STUDY MATERIAL: Begin
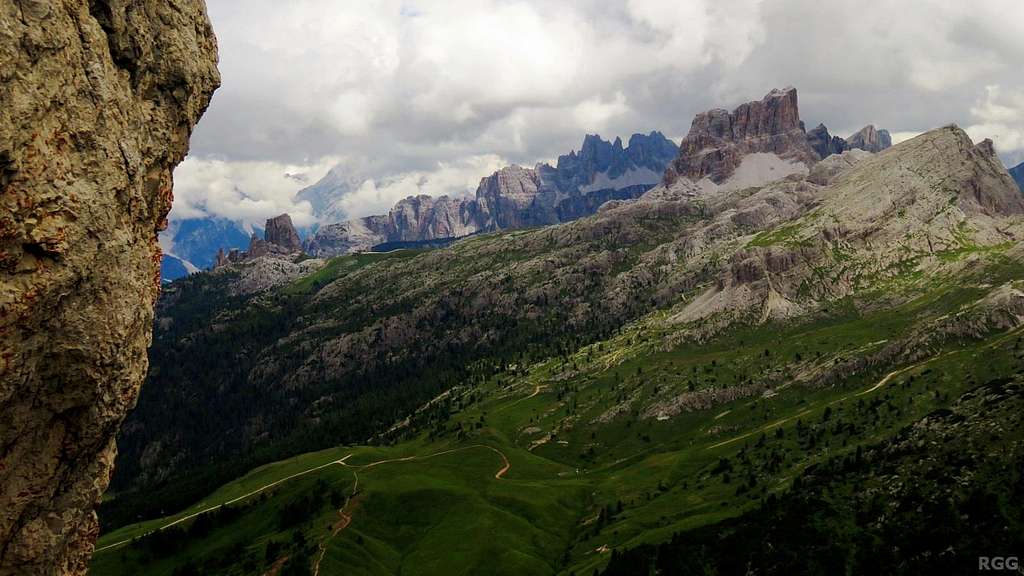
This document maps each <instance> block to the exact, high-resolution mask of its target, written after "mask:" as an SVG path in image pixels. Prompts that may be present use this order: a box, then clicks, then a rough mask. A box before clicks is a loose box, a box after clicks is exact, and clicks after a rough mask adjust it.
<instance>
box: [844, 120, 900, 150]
mask: <svg viewBox="0 0 1024 576" xmlns="http://www.w3.org/2000/svg"><path fill="white" fill-rule="evenodd" d="M846 141H847V142H848V143H849V147H850V148H857V149H860V150H866V151H867V152H882V151H883V150H886V149H888V148H892V146H893V138H892V136H891V135H890V134H889V130H877V129H876V128H874V126H873V125H872V124H868V125H867V126H864V127H863V128H861V129H860V131H858V132H857V133H856V134H853V135H852V136H850V137H849V138H847V140H846Z"/></svg>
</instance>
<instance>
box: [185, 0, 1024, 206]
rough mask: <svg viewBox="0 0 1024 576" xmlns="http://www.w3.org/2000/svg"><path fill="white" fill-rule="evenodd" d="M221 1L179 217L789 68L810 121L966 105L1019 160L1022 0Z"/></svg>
mask: <svg viewBox="0 0 1024 576" xmlns="http://www.w3.org/2000/svg"><path fill="white" fill-rule="evenodd" d="M209 10H210V15H211V18H212V19H213V23H214V27H215V30H216V32H217V34H218V39H219V46H220V56H221V63H220V68H221V72H222V75H223V86H222V88H221V89H220V90H219V91H218V92H217V94H216V95H215V97H214V100H213V102H212V105H211V108H210V111H209V112H208V114H207V115H206V117H205V118H204V119H203V121H202V122H201V123H200V125H199V127H198V128H197V131H196V134H195V136H194V140H193V142H194V147H193V151H194V157H193V158H194V159H193V160H191V164H190V165H189V166H187V167H185V168H183V170H182V173H183V175H182V176H181V177H180V178H179V180H180V181H179V187H180V186H185V184H187V186H191V187H193V188H191V189H190V190H187V191H184V192H183V193H180V192H179V195H178V196H179V198H185V200H184V201H183V202H181V203H182V204H184V205H183V206H182V207H180V208H179V207H175V213H174V215H175V217H182V216H183V214H188V213H202V212H206V213H218V214H219V213H220V212H221V210H223V211H224V213H223V214H222V215H228V214H236V215H240V216H241V217H244V218H249V219H252V218H256V217H257V216H256V215H255V214H257V213H260V212H261V211H263V210H264V208H266V209H269V206H274V207H275V208H279V207H280V208H288V209H289V210H299V211H301V210H302V207H301V206H297V205H292V204H290V202H294V201H293V200H292V199H293V198H294V193H295V192H296V191H297V190H298V188H301V187H297V186H295V184H297V183H298V182H295V181H294V180H291V179H289V178H287V177H286V176H285V175H284V174H286V173H291V172H293V171H299V172H308V173H313V172H317V171H326V168H325V166H326V165H327V164H329V163H330V162H329V160H330V159H337V158H346V159H349V160H350V161H351V164H352V165H357V166H358V167H359V169H358V172H357V173H353V175H352V177H356V176H357V177H358V179H359V181H360V182H364V183H360V184H358V186H356V187H354V188H355V189H356V190H358V191H359V192H358V193H357V194H354V195H352V197H351V199H349V200H346V201H345V202H346V204H347V206H348V209H349V210H350V211H351V212H352V213H365V212H367V210H368V209H369V207H374V209H378V208H379V207H381V206H382V205H383V203H385V202H386V200H383V199H390V198H391V197H392V196H394V195H395V194H398V193H397V191H399V190H400V191H410V190H414V189H415V190H424V191H430V190H433V188H432V184H431V186H426V187H419V186H417V183H416V182H419V181H421V179H422V178H423V177H426V176H429V177H427V179H426V181H433V182H440V181H446V178H449V177H454V176H451V174H452V173H453V170H456V171H462V170H466V171H468V170H471V169H473V167H474V166H476V167H479V168H487V169H489V168H490V166H489V165H486V166H484V164H486V163H483V164H480V163H478V162H477V161H475V160H473V159H474V158H484V157H487V158H492V157H498V158H502V159H505V160H507V161H509V162H517V163H520V164H525V165H531V164H534V163H535V162H537V161H539V160H545V159H551V158H555V157H556V156H557V155H559V154H563V153H565V152H567V151H568V150H570V149H572V148H573V147H578V146H579V142H580V141H581V139H582V136H583V134H585V133H594V132H598V133H601V134H602V135H604V136H606V137H613V136H615V135H622V136H624V137H626V136H629V135H630V134H631V133H633V132H639V131H643V132H646V131H649V130H652V129H657V130H662V131H663V132H665V133H667V134H669V135H671V136H675V137H679V136H682V135H684V134H685V133H686V131H687V129H688V127H689V122H690V120H691V119H692V117H693V115H694V114H695V113H697V112H700V111H702V110H707V109H708V108H712V107H726V108H729V107H733V106H736V105H738V104H739V102H742V101H745V100H749V99H752V98H757V97H760V96H761V95H763V94H764V93H766V92H767V91H768V90H769V89H771V88H773V87H782V86H786V85H795V86H797V87H798V88H799V89H800V97H801V112H802V116H803V117H804V119H805V121H806V122H807V123H808V124H809V125H812V126H813V125H815V124H817V123H818V122H824V123H825V124H826V125H828V127H829V128H830V129H831V131H833V132H835V133H838V134H840V135H848V134H850V133H852V132H854V131H856V130H857V129H859V128H860V127H861V126H863V125H865V124H867V123H873V124H876V125H877V126H880V127H886V128H889V129H890V130H891V131H893V132H895V133H898V134H900V136H902V135H908V134H913V133H919V132H921V131H924V130H927V129H930V128H933V127H936V126H940V125H944V124H948V123H950V122H956V123H958V124H961V125H965V126H969V127H970V128H971V133H972V135H975V134H977V135H979V136H984V137H992V138H993V140H995V143H996V148H997V150H999V151H1000V154H1002V155H1004V159H1005V160H1007V161H1010V160H1013V159H1024V158H1021V156H1022V153H1021V152H1020V151H1021V148H1022V147H1024V145H1022V143H1021V134H1022V130H1024V120H1022V119H1021V114H1020V111H1021V110H1024V107H1022V106H1021V102H1020V100H1019V95H1020V94H1021V93H1022V91H1024V77H1022V76H1021V75H1020V65H1021V63H1022V61H1024V2H1020V1H1019V0H989V1H986V2H975V3H964V2H947V1H945V0H878V1H877V2H871V3H870V4H868V5H863V4H855V3H849V2H846V3H844V2H820V1H819V0H772V1H763V0H688V1H679V0H617V1H612V2H608V1H604V0H566V1H564V2H558V3H551V2H547V1H542V0H378V1H375V2H350V1H347V0H289V1H288V2H281V1H276V0H210V2H209ZM908 14H913V17H907V15H908ZM214 158H215V159H216V160H211V159H214ZM250 173H258V174H259V175H258V176H253V177H250V176H248V174H250ZM483 175H485V172H483V173H479V174H474V175H473V179H474V180H476V179H478V178H479V177H480V176H483ZM460 178H461V176H460ZM204 187H206V188H204ZM437 190H449V188H447V187H446V186H444V187H439V188H438V189H437ZM204 191H206V192H204ZM237 191H241V192H237ZM204 194H208V195H209V196H211V198H210V199H209V200H207V199H204ZM360 203H361V204H360ZM300 213H301V212H300ZM300 217H305V216H300Z"/></svg>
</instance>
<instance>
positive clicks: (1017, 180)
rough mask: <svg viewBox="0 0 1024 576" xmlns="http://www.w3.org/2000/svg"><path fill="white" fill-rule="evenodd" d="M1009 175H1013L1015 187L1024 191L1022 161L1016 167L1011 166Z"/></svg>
mask: <svg viewBox="0 0 1024 576" xmlns="http://www.w3.org/2000/svg"><path fill="white" fill-rule="evenodd" d="M1010 175H1011V176H1013V178H1014V181H1015V182H1017V187H1018V188H1020V189H1021V191H1022V192H1024V162H1021V163H1020V164H1018V165H1017V166H1016V167H1014V168H1011V169H1010Z"/></svg>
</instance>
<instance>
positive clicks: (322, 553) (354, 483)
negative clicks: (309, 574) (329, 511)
mask: <svg viewBox="0 0 1024 576" xmlns="http://www.w3.org/2000/svg"><path fill="white" fill-rule="evenodd" d="M352 476H354V477H355V482H353V483H352V493H351V494H349V495H348V496H347V497H346V498H345V503H344V504H342V506H341V508H339V509H338V517H339V520H338V522H337V523H336V524H335V525H334V528H333V529H332V530H331V535H330V536H328V537H327V538H326V539H325V540H324V541H323V542H321V544H319V550H321V553H319V556H317V557H316V562H315V564H313V576H319V565H321V563H322V562H324V556H326V554H327V547H328V545H329V544H330V543H331V540H334V537H335V536H337V535H338V533H340V532H341V531H342V530H344V529H346V528H348V525H349V524H352V515H351V513H349V512H348V511H347V510H348V505H349V504H350V503H353V500H354V499H355V496H356V495H357V494H358V491H359V475H358V472H356V471H355V470H352Z"/></svg>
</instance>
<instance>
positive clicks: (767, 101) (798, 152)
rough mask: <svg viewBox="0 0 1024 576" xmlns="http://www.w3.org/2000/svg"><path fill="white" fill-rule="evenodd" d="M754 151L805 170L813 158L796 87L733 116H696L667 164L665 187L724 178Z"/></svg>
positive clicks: (789, 89)
mask: <svg viewBox="0 0 1024 576" xmlns="http://www.w3.org/2000/svg"><path fill="white" fill-rule="evenodd" d="M755 153H767V154H774V155H775V156H777V157H779V158H781V159H783V160H788V161H793V162H798V163H803V164H805V165H807V166H810V165H811V164H813V163H814V162H815V161H817V160H818V155H817V154H816V153H815V152H814V150H813V149H812V148H811V146H810V145H809V143H808V141H807V134H806V133H805V132H804V127H803V124H802V123H801V121H800V110H799V105H798V98H797V89H796V88H792V87H790V88H784V89H781V90H779V89H776V90H772V91H771V92H769V93H768V94H767V95H765V97H764V98H762V99H761V100H758V101H751V102H746V104H743V105H740V106H739V107H738V108H736V109H735V110H734V111H732V112H728V111H726V110H722V109H715V110H710V111H708V112H703V113H700V114H698V115H697V116H696V117H695V118H694V119H693V123H692V124H691V125H690V131H689V133H688V134H687V135H686V137H685V138H683V142H682V145H681V146H680V150H679V156H678V157H677V158H676V160H675V161H674V162H673V163H672V164H671V165H670V166H669V168H668V170H667V171H666V175H665V183H666V184H668V186H672V184H673V183H674V182H675V181H676V180H677V179H678V178H680V177H686V178H689V179H690V180H694V181H697V180H700V179H702V178H705V177H708V178H710V179H711V180H712V181H713V182H715V183H721V182H723V181H725V180H727V179H728V178H729V177H730V176H732V174H733V173H734V172H735V170H736V168H738V167H739V164H740V163H741V162H742V159H743V157H745V156H748V155H750V154H755Z"/></svg>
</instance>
STUDY MATERIAL: End
▶ _PROBLEM_:
Using the data above, repeat exactly the lines that begin at the line with "box: [844, 120, 900, 150]" and end at the line with "box: [185, 0, 1024, 206]", both ends included.

▶ _YOUR SOLUTION_:
box: [844, 120, 900, 150]
mask: <svg viewBox="0 0 1024 576" xmlns="http://www.w3.org/2000/svg"><path fill="white" fill-rule="evenodd" d="M846 141H847V142H848V143H849V147H850V148H857V149H860V150H866V151H867V152H882V151H883V150H886V149H888V148H892V146H893V138H892V136H891V135H890V134H889V130H877V129H876V128H874V126H873V125H872V124H868V125H867V126H864V127H863V128H861V129H860V131H858V132H857V133H856V134H853V135H852V136H850V137H849V138H847V140H846Z"/></svg>
</instance>
<instance>
box: [185, 0, 1024, 206]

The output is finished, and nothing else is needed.